● **Exercise instructions**:
Copy the data exactly. Images are the one exception.

::: Given entries

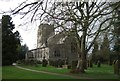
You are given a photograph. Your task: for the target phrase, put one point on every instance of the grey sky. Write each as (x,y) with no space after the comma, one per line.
(28,32)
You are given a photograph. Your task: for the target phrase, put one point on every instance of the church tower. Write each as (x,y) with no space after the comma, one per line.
(44,32)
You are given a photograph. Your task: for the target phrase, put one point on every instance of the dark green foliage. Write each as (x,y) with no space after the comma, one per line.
(105,49)
(44,62)
(74,64)
(94,52)
(116,67)
(10,41)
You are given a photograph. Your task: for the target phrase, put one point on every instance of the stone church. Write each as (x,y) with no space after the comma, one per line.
(53,46)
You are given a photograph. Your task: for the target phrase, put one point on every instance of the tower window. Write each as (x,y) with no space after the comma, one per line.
(57,53)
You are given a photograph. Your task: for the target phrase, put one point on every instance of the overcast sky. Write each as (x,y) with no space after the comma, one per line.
(28,32)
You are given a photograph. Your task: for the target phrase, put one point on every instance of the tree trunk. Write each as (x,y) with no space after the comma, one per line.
(82,59)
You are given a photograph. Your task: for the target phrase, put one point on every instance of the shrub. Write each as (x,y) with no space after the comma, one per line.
(44,63)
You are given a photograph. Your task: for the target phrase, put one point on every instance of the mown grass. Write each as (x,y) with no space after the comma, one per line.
(103,72)
(11,72)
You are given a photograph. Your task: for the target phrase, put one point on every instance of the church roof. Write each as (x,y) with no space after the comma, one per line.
(57,39)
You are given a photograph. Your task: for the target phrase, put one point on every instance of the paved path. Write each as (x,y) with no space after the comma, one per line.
(75,77)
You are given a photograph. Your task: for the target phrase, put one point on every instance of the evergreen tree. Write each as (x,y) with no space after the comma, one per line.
(23,50)
(94,52)
(10,41)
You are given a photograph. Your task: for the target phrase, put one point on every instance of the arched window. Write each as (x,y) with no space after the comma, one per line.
(73,47)
(57,53)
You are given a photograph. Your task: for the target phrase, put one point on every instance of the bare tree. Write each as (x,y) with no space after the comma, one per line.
(86,20)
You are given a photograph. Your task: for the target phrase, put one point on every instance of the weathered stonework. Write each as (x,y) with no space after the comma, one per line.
(53,46)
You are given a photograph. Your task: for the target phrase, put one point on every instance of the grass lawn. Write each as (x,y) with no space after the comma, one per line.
(11,72)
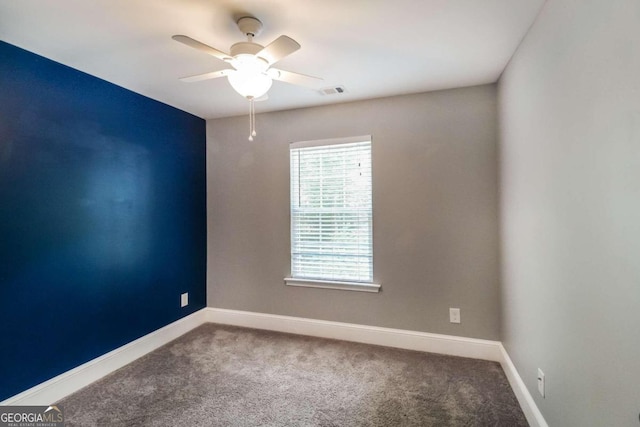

::::::

● **Result below**:
You are given a photograph. Your task: for the target phrase, put one point on every instance of the grey sky. Write each as (x,y) with no space after the comma, one per line.
(28,32)
You are given a photograph. Your task: for the target phrase, put one point on every instance of the church tower. Write each as (x,y) with no space after the comma, one per line.
(44,32)
You are given a photograph. Your task: for the target phrase, put one point on every instance of the dark green foliage. Write each as (x,y) with no space after the comma, one per line.
(105,49)
(44,62)
(74,64)
(94,52)
(116,67)
(10,41)
You are given a photograph. Your task: for the target phrase, put one point on every instance of the stone church. Write each as (x,y) with no space after the comma, one per line.
(53,46)
You are given a photograph. Your task: for the target phrase, put one point on every instance of the tower window. Write each as (x,y) with no space after the comma, one per line.
(57,53)
You are given a photograph. Your task: for the target phrase, put one point on every instance of the overcast sky. Write each as (x,y) with no space after the comma, one per line.
(28,32)
You are given a photograph. Your task: for the target phrase, put one point on every instance of the tree trunk. Write each as (x,y) with no space after the comma, one per line.
(82,59)
You are given a photograph. Your task: for the target phrase, put one point on every instance of the shrub. Write each as (x,y) with no space after the comma, one per line.
(44,63)
You are given a photograph. Your task: for the target phrase, put one point on every instance of the mown grass. Write each as (x,y) with no space after the comma, one per line.
(103,72)
(11,72)
You are given a photograph. Your task: for the target phrase, put one point on every instance of the church roof. Write each as (x,y) with no space after the comma, one per line.
(57,39)
You are given a photograph. Your task: for the target phrase, put one point on every instance of the paved path. Write each as (x,y) with no space after the comma, one per line.
(75,77)
You are given a photograph. Your task: for the target phrase, put one point on every instance of the evergreen tree. Write each as (x,y) with no space after the comma, one per line.
(23,50)
(94,52)
(10,41)
You are given a photograph. Your task: for the target phrase, put one point on every instance of the arched window. Write each as (x,y) with no space after the comma, one per line.
(73,47)
(57,53)
You are given a photograph. Your task: for the target phrase, put one point on every instance of the bare tree. Write each as (x,y) with no space after the comma, one per line.
(86,20)
You are given a photograph. Your task: for the target phrase, put one point on every instance of the weathered stonework. Write each as (x,y) with no space after the comma, one per line.
(53,46)
You are given a photograph. Your task: for the target phrase, put one point on every instance of the grass lawn. Write each as (x,y) with no space after the comma, one per line.
(11,72)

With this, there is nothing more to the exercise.